◆ **Given task 1**
In the faculty profile below, reproduce the passage that begins at "Li's third book, Signifying" and ends after "discussions of race.", substituting "public rhetoric" for "political rhetoric".

◆ **Source document**
------------------------------------------------------------

Associate Professor of English
PhD Cornell University
MFA Cornell University
Nineteenth- and twentieth-century American literature, African American literature, women's literature, cultural studies, fiction writing
Research/Writing interests
Stephanie Li's research focuses on the ways in which issues of race, class, gender, and sexuality influence conceptions of freedom. Her 2010 book from SUNY Press, "Something Akin to Freedom": The Choice of Bondage in Narratives by African American Women, which won the First Book Prize in African American Studies, examines how the decision to remain enslaved represents alternative forms of agency which include the protection of personal relationships and the development of community bonds. This analysis not only introduces reproduction, mother-child relationships, and community into discourses concerning resistance, but it also expands individual liberation to include the courage to express personal desire and the freedom to love. Li proposes that black women operate upon "intra-independence," a form of freedom that works through and within relationships rather than upon the valorization of individual achievements.
Li's third book, Signifying Without Specifying: Racial Discourse in the Age of Obama, was published this fall by Rutgers University Press. This study of contemporary political rhetoric and 21st-century literary texts argues that American politicians and writers are using a new kind of language to speak about race. Challenging the notion that we have moved into a "post-racial" era, she suggests that we are in an uneasy moment where American public discourse demands that race be seen, but not heard. Analyzing contemporary political speech with nuanced readings of works by such authors as Toni Morrison, Jhumpa Lahiri, and Colson Whitehead, Li investigates how Americans of color have negotiated these tensions, inventing new ways to signal racial affiliations without violating taboos against open discussions of race.

------------------------------------------------------------

◆ **Given task 2**
Copy every line of the records below that contains the string "snow". Matching is case-sensitive.

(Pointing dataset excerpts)

------------------------------------------------------------

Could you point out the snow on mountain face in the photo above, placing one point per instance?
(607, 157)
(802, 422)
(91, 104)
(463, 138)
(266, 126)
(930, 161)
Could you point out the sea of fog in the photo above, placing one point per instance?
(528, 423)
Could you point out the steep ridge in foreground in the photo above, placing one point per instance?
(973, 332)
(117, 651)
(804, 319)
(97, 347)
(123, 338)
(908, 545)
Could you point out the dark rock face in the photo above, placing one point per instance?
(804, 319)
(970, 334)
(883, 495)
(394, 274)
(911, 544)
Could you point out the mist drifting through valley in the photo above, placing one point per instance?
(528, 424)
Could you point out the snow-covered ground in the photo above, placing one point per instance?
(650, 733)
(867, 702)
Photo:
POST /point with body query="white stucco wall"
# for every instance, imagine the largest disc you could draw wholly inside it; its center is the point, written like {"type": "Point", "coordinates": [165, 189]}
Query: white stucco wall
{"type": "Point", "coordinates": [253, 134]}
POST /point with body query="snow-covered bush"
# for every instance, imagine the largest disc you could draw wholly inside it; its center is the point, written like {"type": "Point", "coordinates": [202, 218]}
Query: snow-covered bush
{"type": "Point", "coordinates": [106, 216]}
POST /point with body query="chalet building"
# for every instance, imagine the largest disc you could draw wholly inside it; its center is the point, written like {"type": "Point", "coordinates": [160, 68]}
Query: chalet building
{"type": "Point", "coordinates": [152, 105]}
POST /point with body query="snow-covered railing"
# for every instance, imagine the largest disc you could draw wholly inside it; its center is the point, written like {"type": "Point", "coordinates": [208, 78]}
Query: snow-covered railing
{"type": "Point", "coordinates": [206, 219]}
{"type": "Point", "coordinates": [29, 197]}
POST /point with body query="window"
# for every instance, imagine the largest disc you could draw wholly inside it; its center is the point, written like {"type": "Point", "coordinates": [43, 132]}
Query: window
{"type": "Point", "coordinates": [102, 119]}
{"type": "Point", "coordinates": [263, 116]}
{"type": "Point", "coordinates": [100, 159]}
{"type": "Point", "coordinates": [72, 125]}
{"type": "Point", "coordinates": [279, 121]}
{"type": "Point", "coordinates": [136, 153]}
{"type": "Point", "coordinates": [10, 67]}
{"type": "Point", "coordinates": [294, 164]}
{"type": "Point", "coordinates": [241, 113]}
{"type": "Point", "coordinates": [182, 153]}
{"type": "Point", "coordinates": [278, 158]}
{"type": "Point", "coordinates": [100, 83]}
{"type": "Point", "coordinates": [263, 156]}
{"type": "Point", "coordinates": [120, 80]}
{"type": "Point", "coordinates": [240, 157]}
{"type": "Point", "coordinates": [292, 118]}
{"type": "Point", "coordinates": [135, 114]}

------------------------------------------------------------

◆ **Task solution 1**
Li's third book, Signifying Without Specifying: Racial Discourse in the Age of Obama, was published this fall by Rutgers University Press. This study of contemporary public rhetoric and 21st-century literary texts argues that American politicians and writers are using a new kind of language to speak about race. Challenging the notion that we have moved into a "post-racial" era, she suggests that we are in an uneasy moment where American public discourse demands that race be seen, but not heard. Analyzing contemporary political speech with nuanced readings of works by such authors as Toni Morrison, Jhumpa Lahiri, and Colson Whitehead, Li investigates how Americans of color have negotiated these tensions, inventing new ways to signal racial affiliations without violating taboos against open discussions of race.

◆ **Task solution 2**
Could you point out the snow on mountain face in the photo above, placing one point per instance?
Could you point out the snow-covered ground in the photo above, placing one point per instance?
POST /point with body query="snow-covered bush"
Query: snow-covered bush
POST /point with body query="snow-covered railing"
Query: snow-covered railing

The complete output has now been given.